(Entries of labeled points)
********************

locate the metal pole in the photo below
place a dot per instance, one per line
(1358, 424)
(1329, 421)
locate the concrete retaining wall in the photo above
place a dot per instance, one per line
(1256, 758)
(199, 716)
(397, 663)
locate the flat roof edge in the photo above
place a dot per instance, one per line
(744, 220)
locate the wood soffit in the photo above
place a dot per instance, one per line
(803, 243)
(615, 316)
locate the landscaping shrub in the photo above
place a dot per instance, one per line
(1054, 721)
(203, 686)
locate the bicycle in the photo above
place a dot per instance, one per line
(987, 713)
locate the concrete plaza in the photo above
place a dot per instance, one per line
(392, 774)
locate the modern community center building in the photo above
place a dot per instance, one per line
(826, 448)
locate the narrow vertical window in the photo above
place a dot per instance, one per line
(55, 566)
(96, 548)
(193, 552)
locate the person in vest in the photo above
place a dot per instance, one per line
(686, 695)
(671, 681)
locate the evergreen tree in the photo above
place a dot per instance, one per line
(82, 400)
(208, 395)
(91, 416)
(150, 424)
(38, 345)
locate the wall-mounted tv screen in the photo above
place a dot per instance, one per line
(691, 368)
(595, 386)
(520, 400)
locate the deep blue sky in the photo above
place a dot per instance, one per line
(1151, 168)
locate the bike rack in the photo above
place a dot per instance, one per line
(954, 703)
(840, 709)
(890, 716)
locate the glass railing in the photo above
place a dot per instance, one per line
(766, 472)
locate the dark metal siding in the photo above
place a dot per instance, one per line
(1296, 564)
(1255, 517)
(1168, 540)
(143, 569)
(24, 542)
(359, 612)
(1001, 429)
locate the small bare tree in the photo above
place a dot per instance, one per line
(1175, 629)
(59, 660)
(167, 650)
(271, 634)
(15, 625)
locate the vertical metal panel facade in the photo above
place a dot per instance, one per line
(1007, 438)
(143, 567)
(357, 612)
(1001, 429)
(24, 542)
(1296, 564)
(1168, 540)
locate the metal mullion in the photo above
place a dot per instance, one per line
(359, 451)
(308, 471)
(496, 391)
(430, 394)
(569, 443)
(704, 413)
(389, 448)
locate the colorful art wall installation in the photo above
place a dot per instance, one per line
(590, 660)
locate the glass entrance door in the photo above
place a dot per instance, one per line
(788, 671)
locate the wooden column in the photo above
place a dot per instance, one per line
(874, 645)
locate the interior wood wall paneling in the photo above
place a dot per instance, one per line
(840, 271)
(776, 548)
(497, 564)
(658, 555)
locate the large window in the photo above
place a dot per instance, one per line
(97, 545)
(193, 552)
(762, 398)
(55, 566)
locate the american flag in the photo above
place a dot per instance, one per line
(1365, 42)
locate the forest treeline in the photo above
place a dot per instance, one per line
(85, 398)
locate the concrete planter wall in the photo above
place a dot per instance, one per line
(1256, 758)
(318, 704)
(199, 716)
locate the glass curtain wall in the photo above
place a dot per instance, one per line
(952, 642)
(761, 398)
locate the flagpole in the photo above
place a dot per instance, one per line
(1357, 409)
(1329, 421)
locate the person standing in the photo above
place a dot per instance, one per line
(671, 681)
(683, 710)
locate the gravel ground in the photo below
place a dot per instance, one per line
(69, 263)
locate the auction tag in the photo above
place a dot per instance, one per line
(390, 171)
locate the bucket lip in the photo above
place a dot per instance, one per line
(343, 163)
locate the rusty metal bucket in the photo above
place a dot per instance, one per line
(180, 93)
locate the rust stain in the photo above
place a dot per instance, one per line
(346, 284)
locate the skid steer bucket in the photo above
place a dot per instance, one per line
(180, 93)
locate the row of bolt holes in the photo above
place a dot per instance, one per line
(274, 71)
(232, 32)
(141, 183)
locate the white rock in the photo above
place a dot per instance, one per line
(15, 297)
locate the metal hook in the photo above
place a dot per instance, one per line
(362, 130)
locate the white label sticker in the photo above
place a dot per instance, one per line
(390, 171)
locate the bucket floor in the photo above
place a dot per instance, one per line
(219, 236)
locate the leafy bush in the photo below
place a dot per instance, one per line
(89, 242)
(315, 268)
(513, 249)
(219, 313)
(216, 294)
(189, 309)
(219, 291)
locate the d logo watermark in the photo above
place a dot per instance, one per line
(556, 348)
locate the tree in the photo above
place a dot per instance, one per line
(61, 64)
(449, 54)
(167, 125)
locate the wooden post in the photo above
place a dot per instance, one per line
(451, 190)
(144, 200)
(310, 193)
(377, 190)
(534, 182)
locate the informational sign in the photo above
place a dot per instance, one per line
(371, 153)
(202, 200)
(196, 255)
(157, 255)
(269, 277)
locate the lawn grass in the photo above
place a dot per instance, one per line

********************

▶ **Task statement**: Recast all of the entries above as a JSON list of strings, one string per line, omitting any blank lines.

▶ **Expected answer**:
[
  "locate the metal pole in the photo below",
  "place a dot per instance, one per line",
  "(1358, 424)",
  "(1329, 421)",
  "locate the concrete retaining wall in the photo above",
  "place a dot per instance, one per line",
  "(1256, 758)",
  "(199, 716)",
  "(397, 663)",
  "locate the flat roof edge in the photo above",
  "place a dot per instance, one per line",
  "(744, 220)",
  "locate the wood soffit in the photo above",
  "place a dot per instance, one per line",
  "(803, 243)",
  "(615, 316)",
  "locate the landscaping shrub in the photo above",
  "place a dot per instance, one per line",
  "(1054, 721)",
  "(203, 686)",
  "locate the bicycle in the photo above",
  "place a dot per instance, one per line",
  "(987, 713)",
  "locate the concrete plaza in the photo above",
  "place a dot per instance, one per line",
  "(392, 774)",
  "locate the modern community center building in the photo above",
  "place a dot per instance, one per line",
  "(826, 448)",
  "locate the narrow vertical window in the photo above",
  "place a dot per instance, one per line",
  "(55, 566)",
  "(96, 548)",
  "(193, 552)",
  "locate the person in vest in the photo above",
  "place a dot per instance, one per line",
  "(686, 695)",
  "(671, 681)",
  "locate the evergreen tree in the photo above",
  "place a dot per instance, one per line",
  "(82, 400)",
  "(208, 395)",
  "(91, 416)",
  "(150, 424)",
  "(38, 345)",
  "locate the wall-mounted tv screen in the photo above",
  "place a dot per instance, one per line",
  "(691, 368)",
  "(595, 386)",
  "(520, 400)",
  "locate the deep blue sky in the photo above",
  "place a dot per instance, one per line",
  "(1151, 168)",
  "locate the bike rack in the photo above",
  "place a dot per instance, one per line",
  "(954, 703)",
  "(840, 709)",
  "(890, 716)",
  "locate the glass railing in the photo above",
  "place a dot per instance, one per line",
  "(766, 472)",
  "locate the dark metal siding in the photo above",
  "place a dot per instance, one per line",
  "(1296, 564)",
  "(1255, 517)",
  "(1168, 540)",
  "(143, 569)",
  "(24, 542)",
  "(359, 612)",
  "(1001, 429)",
  "locate the small bare tree in the photo above",
  "place a dot per instance, one per line",
  "(1175, 629)",
  "(59, 660)",
  "(167, 650)",
  "(271, 634)",
  "(15, 625)",
  "locate the vertical metal panel facade in the photo above",
  "place a dot per instance, one per line",
  "(1007, 438)",
  "(143, 567)",
  "(357, 612)",
  "(1001, 429)",
  "(24, 542)",
  "(1296, 564)",
  "(1168, 540)",
  "locate the metal mullion in the photo above",
  "place a dot per instance, one per line",
  "(359, 451)",
  "(308, 471)",
  "(496, 391)",
  "(430, 394)",
  "(569, 443)",
  "(704, 413)",
  "(389, 448)",
  "locate the colorful art wall installation in the photo above",
  "place a dot per instance, one per line",
  "(590, 660)",
  "locate the glass entrance door in the photo above",
  "place a dot per instance, one per line",
  "(788, 671)",
  "locate the wooden column in the photo above",
  "place a dot per instance, one per line",
  "(874, 645)",
  "locate the interior wood wall paneling in the photo above",
  "place a dot per instance, one per line",
  "(840, 271)",
  "(776, 548)",
  "(497, 564)",
  "(658, 555)",
  "locate the large window in the photo above",
  "place a dot per instance, one per line",
  "(97, 545)",
  "(193, 552)",
  "(762, 398)",
  "(55, 566)",
  "locate the american flag in the photo above",
  "place a dot per instance, one per line",
  "(1365, 42)",
  "locate the forest treeline in the photo above",
  "place a dot per instance, one per line",
  "(85, 398)",
  "locate the concrete planter wall in the photo above",
  "place a dot per instance, one per line",
  "(1256, 758)",
  "(318, 704)",
  "(199, 716)",
  "locate the glass curtain wall in the photo above",
  "place a dot per instance, one per line",
  "(952, 642)",
  "(761, 398)",
  "locate the flagpole in the photo above",
  "place a dot per instance, one per line",
  "(1357, 409)",
  "(1329, 421)",
  "locate the person standing in the photo above",
  "place a dot per instance, one per line",
  "(671, 681)",
  "(683, 710)",
  "locate the gravel ground in the photo below",
  "place a dot per instance, one per line",
  "(69, 263)",
  "locate the auction tag in the photo above",
  "place a dot per instance, one per line",
  "(390, 171)",
  "locate the bucket lip in the photo above",
  "place a dot per instance, one per line",
  "(343, 163)",
  "locate the rusty metal bucket in the photo above",
  "place a dot per instance, one per line",
  "(180, 93)",
  "locate the rust stain in the photo above",
  "place a dot per instance, one per line",
  "(346, 284)",
  "locate the skid steer bucket in the photo above",
  "place a dot per instance, one per line",
  "(180, 93)",
  "locate the row of bolt holes in the photo above",
  "place a dot per instance, one per line",
  "(274, 71)",
  "(232, 32)",
  "(141, 183)",
  "locate the white rock in the photo above",
  "place a dot per instance, one per line",
  "(15, 297)",
  "locate the metal hook in the photo above",
  "place a dot per instance, one per line",
  "(362, 130)",
  "locate the white label sticker in the photo above",
  "place a dot per instance, one per line",
  "(390, 171)",
  "locate the bucket floor in the photo above",
  "place a dot per instance, one per line",
  "(219, 236)",
  "locate the leafy bush in the photo below",
  "place a dot per instance, one per line",
  "(89, 242)",
  "(315, 268)",
  "(513, 249)",
  "(219, 313)",
  "(216, 294)",
  "(189, 309)",
  "(219, 291)",
  "locate the d logo watermark in the photo above",
  "place a dot per instance, one per line",
  "(556, 348)",
  "locate the tree in the photo above",
  "place a dot per instance, one per line",
  "(61, 64)",
  "(449, 54)",
  "(167, 125)",
  "locate the wooden post in the photo above",
  "place a dot per instance, one per line",
  "(451, 190)",
  "(144, 200)",
  "(310, 193)",
  "(377, 190)",
  "(534, 182)",
  "locate the informational sign in the photo above",
  "place a dot per instance, one per line",
  "(371, 153)",
  "(202, 200)",
  "(196, 255)",
  "(157, 255)",
  "(269, 277)",
  "locate the lawn grass in the photo above",
  "place a dot per instance, one per line"
]